- Task objective
Please switch "boat deck" to "ship deck" in the stretch from the start of the records through the line containing "x=152, y=207", and write out only those lines again with everything else left unchanged.
==========
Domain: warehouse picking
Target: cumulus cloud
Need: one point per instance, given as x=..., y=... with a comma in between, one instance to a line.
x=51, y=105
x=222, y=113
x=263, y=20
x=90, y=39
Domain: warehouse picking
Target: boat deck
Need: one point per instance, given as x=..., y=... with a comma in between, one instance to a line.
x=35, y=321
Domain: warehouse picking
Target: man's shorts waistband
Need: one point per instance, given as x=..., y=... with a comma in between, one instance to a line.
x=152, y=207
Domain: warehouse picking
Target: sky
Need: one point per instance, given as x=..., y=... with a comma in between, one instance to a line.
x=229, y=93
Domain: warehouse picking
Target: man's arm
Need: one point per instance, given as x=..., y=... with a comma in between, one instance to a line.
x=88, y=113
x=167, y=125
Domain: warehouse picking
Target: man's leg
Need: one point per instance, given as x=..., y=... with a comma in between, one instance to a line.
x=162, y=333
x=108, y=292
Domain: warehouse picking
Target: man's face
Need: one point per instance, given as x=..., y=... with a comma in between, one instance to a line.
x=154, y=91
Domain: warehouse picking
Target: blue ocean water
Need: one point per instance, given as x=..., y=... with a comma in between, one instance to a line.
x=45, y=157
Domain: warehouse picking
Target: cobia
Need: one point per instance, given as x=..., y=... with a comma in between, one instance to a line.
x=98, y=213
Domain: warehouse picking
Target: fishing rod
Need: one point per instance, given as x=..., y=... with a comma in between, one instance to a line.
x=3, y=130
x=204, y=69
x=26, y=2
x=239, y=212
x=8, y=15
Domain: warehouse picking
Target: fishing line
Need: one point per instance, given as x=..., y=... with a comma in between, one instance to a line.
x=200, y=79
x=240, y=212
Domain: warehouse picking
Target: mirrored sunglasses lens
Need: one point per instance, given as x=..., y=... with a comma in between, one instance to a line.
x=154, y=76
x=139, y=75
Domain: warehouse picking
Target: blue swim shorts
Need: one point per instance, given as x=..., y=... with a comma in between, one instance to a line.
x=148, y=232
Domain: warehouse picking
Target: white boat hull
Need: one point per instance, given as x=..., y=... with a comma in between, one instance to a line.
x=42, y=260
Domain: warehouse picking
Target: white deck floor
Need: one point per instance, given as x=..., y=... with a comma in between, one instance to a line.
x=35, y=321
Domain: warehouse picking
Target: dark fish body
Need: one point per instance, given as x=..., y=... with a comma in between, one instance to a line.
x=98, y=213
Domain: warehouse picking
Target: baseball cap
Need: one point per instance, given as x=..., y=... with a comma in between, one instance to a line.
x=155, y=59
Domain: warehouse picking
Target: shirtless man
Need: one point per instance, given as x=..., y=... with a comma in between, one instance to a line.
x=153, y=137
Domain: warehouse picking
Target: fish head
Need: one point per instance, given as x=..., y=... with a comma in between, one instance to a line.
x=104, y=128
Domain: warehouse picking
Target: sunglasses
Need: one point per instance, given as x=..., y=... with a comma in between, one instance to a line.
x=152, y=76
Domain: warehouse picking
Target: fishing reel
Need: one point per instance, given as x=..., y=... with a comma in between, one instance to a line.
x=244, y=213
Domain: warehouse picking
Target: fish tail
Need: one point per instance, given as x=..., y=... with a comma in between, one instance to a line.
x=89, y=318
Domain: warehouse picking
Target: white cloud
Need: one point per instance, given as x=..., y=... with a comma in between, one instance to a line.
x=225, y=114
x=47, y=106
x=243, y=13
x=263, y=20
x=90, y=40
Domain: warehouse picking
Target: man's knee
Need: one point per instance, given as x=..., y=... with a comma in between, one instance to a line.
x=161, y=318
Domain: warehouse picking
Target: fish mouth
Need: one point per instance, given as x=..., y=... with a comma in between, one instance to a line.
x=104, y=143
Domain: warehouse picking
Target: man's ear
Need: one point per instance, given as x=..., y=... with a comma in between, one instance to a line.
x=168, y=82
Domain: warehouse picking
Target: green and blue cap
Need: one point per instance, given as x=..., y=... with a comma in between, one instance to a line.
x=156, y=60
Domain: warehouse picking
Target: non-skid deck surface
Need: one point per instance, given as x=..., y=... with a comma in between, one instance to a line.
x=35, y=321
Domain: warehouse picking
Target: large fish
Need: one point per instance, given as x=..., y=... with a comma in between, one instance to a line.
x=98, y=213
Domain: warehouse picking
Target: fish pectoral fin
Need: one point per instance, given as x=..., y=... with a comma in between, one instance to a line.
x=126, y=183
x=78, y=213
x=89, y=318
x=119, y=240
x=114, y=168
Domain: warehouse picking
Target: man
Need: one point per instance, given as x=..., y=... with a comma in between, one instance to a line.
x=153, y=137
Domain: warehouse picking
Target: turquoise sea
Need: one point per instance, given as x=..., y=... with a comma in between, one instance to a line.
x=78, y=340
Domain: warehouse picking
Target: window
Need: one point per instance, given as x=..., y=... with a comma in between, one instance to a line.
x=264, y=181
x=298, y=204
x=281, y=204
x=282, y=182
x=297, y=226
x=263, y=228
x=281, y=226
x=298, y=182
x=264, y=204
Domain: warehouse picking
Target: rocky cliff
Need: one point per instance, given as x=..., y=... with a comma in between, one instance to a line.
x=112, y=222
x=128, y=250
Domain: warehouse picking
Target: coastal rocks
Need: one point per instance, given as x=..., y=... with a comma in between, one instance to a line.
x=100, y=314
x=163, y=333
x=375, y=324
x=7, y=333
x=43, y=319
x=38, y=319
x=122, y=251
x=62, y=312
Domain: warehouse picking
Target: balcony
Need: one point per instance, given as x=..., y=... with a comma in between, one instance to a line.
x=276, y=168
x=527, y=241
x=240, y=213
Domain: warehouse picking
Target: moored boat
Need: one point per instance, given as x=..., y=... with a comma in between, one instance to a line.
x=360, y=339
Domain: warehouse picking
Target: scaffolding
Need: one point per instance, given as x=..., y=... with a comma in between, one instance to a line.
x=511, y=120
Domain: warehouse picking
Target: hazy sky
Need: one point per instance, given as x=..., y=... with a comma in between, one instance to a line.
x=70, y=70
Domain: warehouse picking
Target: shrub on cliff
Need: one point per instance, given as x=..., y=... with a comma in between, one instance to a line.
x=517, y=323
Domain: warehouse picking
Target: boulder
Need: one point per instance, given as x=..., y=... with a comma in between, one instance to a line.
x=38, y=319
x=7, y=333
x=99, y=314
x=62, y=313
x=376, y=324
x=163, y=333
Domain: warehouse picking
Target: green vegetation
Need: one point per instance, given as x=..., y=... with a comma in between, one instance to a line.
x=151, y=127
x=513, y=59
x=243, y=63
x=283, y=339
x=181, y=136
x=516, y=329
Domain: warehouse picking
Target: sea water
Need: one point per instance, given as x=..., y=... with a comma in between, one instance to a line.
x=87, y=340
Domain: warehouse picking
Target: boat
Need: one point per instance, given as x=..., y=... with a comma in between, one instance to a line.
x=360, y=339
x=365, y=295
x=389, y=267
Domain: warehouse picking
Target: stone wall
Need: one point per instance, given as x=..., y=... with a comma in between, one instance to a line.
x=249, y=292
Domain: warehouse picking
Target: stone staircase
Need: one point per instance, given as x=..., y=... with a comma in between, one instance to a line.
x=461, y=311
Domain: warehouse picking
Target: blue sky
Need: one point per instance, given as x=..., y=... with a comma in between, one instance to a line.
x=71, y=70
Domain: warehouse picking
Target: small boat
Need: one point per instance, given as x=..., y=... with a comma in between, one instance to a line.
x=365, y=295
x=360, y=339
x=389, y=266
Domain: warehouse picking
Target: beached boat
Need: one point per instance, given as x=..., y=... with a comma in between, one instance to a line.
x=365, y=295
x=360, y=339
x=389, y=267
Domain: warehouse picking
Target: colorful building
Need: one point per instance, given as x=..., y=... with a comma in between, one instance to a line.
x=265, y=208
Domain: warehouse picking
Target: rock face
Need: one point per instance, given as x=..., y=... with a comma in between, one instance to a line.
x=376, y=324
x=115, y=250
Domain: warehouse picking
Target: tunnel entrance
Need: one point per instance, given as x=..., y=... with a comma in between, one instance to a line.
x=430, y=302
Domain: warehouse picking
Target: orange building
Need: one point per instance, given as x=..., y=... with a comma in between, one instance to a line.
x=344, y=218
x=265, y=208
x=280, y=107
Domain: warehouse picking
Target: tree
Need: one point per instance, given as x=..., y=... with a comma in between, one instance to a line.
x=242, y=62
==========
- Solved exercise
Domain: warehouse picking
Target: cumulus cloud
Need: one point per instance, given as x=..., y=... with a comma in between, one instance to a line.
x=51, y=105
x=222, y=113
x=263, y=20
x=90, y=39
Domain: warehouse picking
Target: ship deck
Need: one point per instance, given as x=..., y=... with a comma in between, one instance to a line.
x=35, y=321
Domain: warehouse picking
Target: man's shorts waistband
Need: one point per instance, given as x=..., y=... with a comma in between, one instance to a line.
x=152, y=207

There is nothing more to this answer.